Give the material once more, word for word, without any images.

>>>

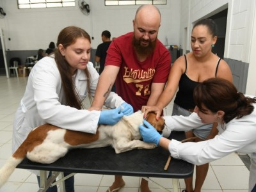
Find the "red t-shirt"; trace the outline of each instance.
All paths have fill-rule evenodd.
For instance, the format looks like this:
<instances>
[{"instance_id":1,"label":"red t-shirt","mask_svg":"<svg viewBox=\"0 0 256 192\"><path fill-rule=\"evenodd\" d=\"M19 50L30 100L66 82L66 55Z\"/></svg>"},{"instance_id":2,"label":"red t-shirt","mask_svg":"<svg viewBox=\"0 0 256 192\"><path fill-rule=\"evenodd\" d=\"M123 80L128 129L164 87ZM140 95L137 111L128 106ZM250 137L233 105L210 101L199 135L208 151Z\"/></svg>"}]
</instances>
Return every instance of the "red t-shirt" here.
<instances>
[{"instance_id":1,"label":"red t-shirt","mask_svg":"<svg viewBox=\"0 0 256 192\"><path fill-rule=\"evenodd\" d=\"M105 65L120 67L115 86L116 92L134 111L147 105L151 84L165 83L171 67L170 52L158 40L152 55L143 62L138 60L132 46L133 33L115 38L107 52Z\"/></svg>"}]
</instances>

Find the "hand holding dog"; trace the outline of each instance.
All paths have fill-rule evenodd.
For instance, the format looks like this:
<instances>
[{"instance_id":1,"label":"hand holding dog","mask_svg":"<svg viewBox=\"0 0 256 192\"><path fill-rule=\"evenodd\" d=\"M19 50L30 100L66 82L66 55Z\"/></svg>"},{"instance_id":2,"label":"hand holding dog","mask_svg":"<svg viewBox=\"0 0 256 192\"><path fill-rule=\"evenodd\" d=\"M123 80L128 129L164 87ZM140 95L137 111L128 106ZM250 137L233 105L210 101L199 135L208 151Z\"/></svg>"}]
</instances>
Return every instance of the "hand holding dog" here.
<instances>
[{"instance_id":1,"label":"hand holding dog","mask_svg":"<svg viewBox=\"0 0 256 192\"><path fill-rule=\"evenodd\" d=\"M121 111L121 106L114 109L103 110L100 112L98 123L99 124L113 125L119 122L123 116L124 113Z\"/></svg>"},{"instance_id":2,"label":"hand holding dog","mask_svg":"<svg viewBox=\"0 0 256 192\"><path fill-rule=\"evenodd\" d=\"M124 115L130 115L133 113L133 108L127 102L122 103L121 108L122 108L121 112L123 113Z\"/></svg>"},{"instance_id":3,"label":"hand holding dog","mask_svg":"<svg viewBox=\"0 0 256 192\"><path fill-rule=\"evenodd\" d=\"M146 120L143 120L143 124L140 125L140 132L143 141L147 143L153 143L157 146L162 135L161 135L152 125Z\"/></svg>"}]
</instances>

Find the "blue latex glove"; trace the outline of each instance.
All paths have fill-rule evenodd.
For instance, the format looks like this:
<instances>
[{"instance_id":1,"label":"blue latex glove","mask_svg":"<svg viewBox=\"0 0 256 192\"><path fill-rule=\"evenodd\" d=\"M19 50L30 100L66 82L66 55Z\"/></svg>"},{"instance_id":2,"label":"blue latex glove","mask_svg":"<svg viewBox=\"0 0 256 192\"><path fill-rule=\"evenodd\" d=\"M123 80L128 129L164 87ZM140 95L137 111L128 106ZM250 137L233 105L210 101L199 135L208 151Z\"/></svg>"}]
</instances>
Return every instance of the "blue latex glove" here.
<instances>
[{"instance_id":1,"label":"blue latex glove","mask_svg":"<svg viewBox=\"0 0 256 192\"><path fill-rule=\"evenodd\" d=\"M98 124L113 125L124 116L121 106L114 109L103 110L100 112Z\"/></svg>"},{"instance_id":2,"label":"blue latex glove","mask_svg":"<svg viewBox=\"0 0 256 192\"><path fill-rule=\"evenodd\" d=\"M130 115L133 113L133 108L131 105L127 104L127 102L124 102L121 105L121 112L124 113L124 115Z\"/></svg>"},{"instance_id":3,"label":"blue latex glove","mask_svg":"<svg viewBox=\"0 0 256 192\"><path fill-rule=\"evenodd\" d=\"M143 125L140 125L140 132L145 142L153 143L157 146L159 144L161 135L152 125L146 120L143 120Z\"/></svg>"}]
</instances>

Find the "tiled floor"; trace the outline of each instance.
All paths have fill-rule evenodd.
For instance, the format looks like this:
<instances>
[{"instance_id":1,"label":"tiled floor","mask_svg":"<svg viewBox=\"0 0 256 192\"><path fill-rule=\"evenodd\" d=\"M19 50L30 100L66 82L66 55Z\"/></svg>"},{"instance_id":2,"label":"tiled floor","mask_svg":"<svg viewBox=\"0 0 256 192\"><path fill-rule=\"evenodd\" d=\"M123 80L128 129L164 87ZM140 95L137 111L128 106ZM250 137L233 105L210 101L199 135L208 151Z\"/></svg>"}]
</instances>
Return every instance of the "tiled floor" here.
<instances>
[{"instance_id":1,"label":"tiled floor","mask_svg":"<svg viewBox=\"0 0 256 192\"><path fill-rule=\"evenodd\" d=\"M11 154L12 122L14 114L22 97L28 77L7 79L0 76L0 166ZM165 109L170 115L172 104ZM202 192L248 191L249 171L238 156L234 153L222 159L211 163ZM172 191L172 180L152 178ZM112 175L76 174L76 191L106 191L114 180ZM126 185L120 191L140 191L140 177L124 177ZM195 182L195 180L194 180ZM149 184L152 191L161 191L153 184ZM184 188L183 179L180 179L180 188ZM0 189L0 192L30 192L38 189L35 175L25 170L16 169L8 181ZM68 192L68 191L67 191Z\"/></svg>"}]
</instances>

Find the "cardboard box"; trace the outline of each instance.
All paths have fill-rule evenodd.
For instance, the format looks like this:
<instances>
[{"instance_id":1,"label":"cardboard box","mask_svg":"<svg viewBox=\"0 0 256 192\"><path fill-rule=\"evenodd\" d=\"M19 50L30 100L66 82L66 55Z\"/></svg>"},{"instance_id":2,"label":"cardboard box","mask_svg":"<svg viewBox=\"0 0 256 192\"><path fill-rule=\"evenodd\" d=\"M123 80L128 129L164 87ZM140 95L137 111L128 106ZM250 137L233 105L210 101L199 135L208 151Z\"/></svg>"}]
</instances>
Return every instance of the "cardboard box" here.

<<<

**Result of this exercise:**
Find the "red t-shirt"; trace the outline of each instance.
All paths have fill-rule evenodd.
For instance, the format looks like this:
<instances>
[{"instance_id":1,"label":"red t-shirt","mask_svg":"<svg viewBox=\"0 0 256 192\"><path fill-rule=\"evenodd\" d=\"M19 50L30 100L66 82L66 55Z\"/></svg>"},{"instance_id":2,"label":"red t-shirt","mask_svg":"<svg viewBox=\"0 0 256 192\"><path fill-rule=\"evenodd\" d=\"M123 80L128 129L164 87ZM140 95L137 111L128 106ZM250 137L233 105L210 101L199 135L208 151Z\"/></svg>"}]
</instances>
Return every instance of the "red t-shirt" here.
<instances>
[{"instance_id":1,"label":"red t-shirt","mask_svg":"<svg viewBox=\"0 0 256 192\"><path fill-rule=\"evenodd\" d=\"M105 65L120 67L115 86L116 92L134 111L147 105L151 84L165 83L171 67L170 52L158 40L152 55L143 62L138 60L132 46L133 33L115 38L107 52Z\"/></svg>"}]
</instances>

Find the "hand holding dog"; trace the outline of each instance.
All paths have fill-rule evenodd.
For instance, the format looks like this:
<instances>
[{"instance_id":1,"label":"hand holding dog","mask_svg":"<svg viewBox=\"0 0 256 192\"><path fill-rule=\"evenodd\" d=\"M19 50L30 100L66 82L66 55Z\"/></svg>"},{"instance_id":2,"label":"hand holding dog","mask_svg":"<svg viewBox=\"0 0 256 192\"><path fill-rule=\"evenodd\" d=\"M123 80L128 129L164 87ZM140 95L137 111L128 106ZM250 137L233 105L210 101L199 135L208 151Z\"/></svg>"}]
</instances>
Return every instance of the "hand holding dog" here.
<instances>
[{"instance_id":1,"label":"hand holding dog","mask_svg":"<svg viewBox=\"0 0 256 192\"><path fill-rule=\"evenodd\" d=\"M121 111L121 106L114 109L103 110L100 112L98 123L99 124L113 125L119 122L123 116L124 113Z\"/></svg>"},{"instance_id":2,"label":"hand holding dog","mask_svg":"<svg viewBox=\"0 0 256 192\"><path fill-rule=\"evenodd\" d=\"M124 115L130 115L133 113L133 108L127 102L122 103L121 108L122 108L121 112L123 113Z\"/></svg>"},{"instance_id":3,"label":"hand holding dog","mask_svg":"<svg viewBox=\"0 0 256 192\"><path fill-rule=\"evenodd\" d=\"M146 120L143 120L143 124L140 125L140 132L143 141L147 143L153 143L157 146L162 135L161 135L152 125Z\"/></svg>"}]
</instances>

Find the "blue latex glove"; trace the outline of each instance.
All paths have fill-rule evenodd.
For instance, the format looks like this:
<instances>
[{"instance_id":1,"label":"blue latex glove","mask_svg":"<svg viewBox=\"0 0 256 192\"><path fill-rule=\"evenodd\" d=\"M19 50L30 100L66 82L66 55Z\"/></svg>"},{"instance_id":2,"label":"blue latex glove","mask_svg":"<svg viewBox=\"0 0 256 192\"><path fill-rule=\"evenodd\" d=\"M123 80L128 129L164 87ZM140 95L137 111L128 106ZM250 137L233 105L210 101L199 135L208 151Z\"/></svg>"}]
</instances>
Return every instance of the "blue latex glove" here.
<instances>
[{"instance_id":1,"label":"blue latex glove","mask_svg":"<svg viewBox=\"0 0 256 192\"><path fill-rule=\"evenodd\" d=\"M98 124L113 125L124 116L121 106L114 109L103 110L100 112Z\"/></svg>"},{"instance_id":2,"label":"blue latex glove","mask_svg":"<svg viewBox=\"0 0 256 192\"><path fill-rule=\"evenodd\" d=\"M130 115L133 113L133 108L131 105L127 104L127 102L124 102L121 105L121 112L124 113L124 115Z\"/></svg>"},{"instance_id":3,"label":"blue latex glove","mask_svg":"<svg viewBox=\"0 0 256 192\"><path fill-rule=\"evenodd\" d=\"M143 125L140 125L140 132L145 142L153 143L157 146L159 144L161 135L152 125L146 120L143 120Z\"/></svg>"}]
</instances>

Find the "tiled floor"; trace the outline of each instance.
All paths have fill-rule evenodd.
For instance, the format looks like this:
<instances>
[{"instance_id":1,"label":"tiled floor","mask_svg":"<svg viewBox=\"0 0 256 192\"><path fill-rule=\"evenodd\" d=\"M19 50L30 100L66 82L66 55Z\"/></svg>"},{"instance_id":2,"label":"tiled floor","mask_svg":"<svg viewBox=\"0 0 256 192\"><path fill-rule=\"evenodd\" d=\"M123 80L128 129L164 87ZM140 95L137 111L128 106ZM250 137L233 105L210 101L199 135L208 151Z\"/></svg>"}]
</instances>
Return every instance of the "tiled floor" here.
<instances>
[{"instance_id":1,"label":"tiled floor","mask_svg":"<svg viewBox=\"0 0 256 192\"><path fill-rule=\"evenodd\" d=\"M11 154L12 122L14 114L22 97L28 77L7 79L0 76L0 166ZM165 109L170 115L172 104ZM202 192L248 191L249 171L238 156L234 153L222 159L211 163ZM172 191L172 180L152 178ZM112 175L76 174L76 191L106 191L114 180ZM126 185L120 191L140 191L140 177L124 177ZM195 182L195 180L194 180ZM149 184L152 191L161 191L153 184ZM184 188L183 179L180 179L180 188ZM0 189L0 192L30 192L38 189L35 175L25 170L16 169L8 181ZM68 192L68 191L67 191Z\"/></svg>"}]
</instances>

Find the "cardboard box"; trace the outline of each instance.
All paths have fill-rule evenodd.
For instance, the format looks like this:
<instances>
[{"instance_id":1,"label":"cardboard box","mask_svg":"<svg viewBox=\"0 0 256 192\"><path fill-rule=\"evenodd\" d=\"M19 50L30 100L66 82L66 55Z\"/></svg>"},{"instance_id":2,"label":"cardboard box","mask_svg":"<svg viewBox=\"0 0 256 192\"><path fill-rule=\"evenodd\" d=\"M123 80L128 129L164 87ZM140 95L137 111L128 106ZM250 137L233 105L210 101L199 135L208 151Z\"/></svg>"}]
</instances>
Return every instance of the "cardboard box" here.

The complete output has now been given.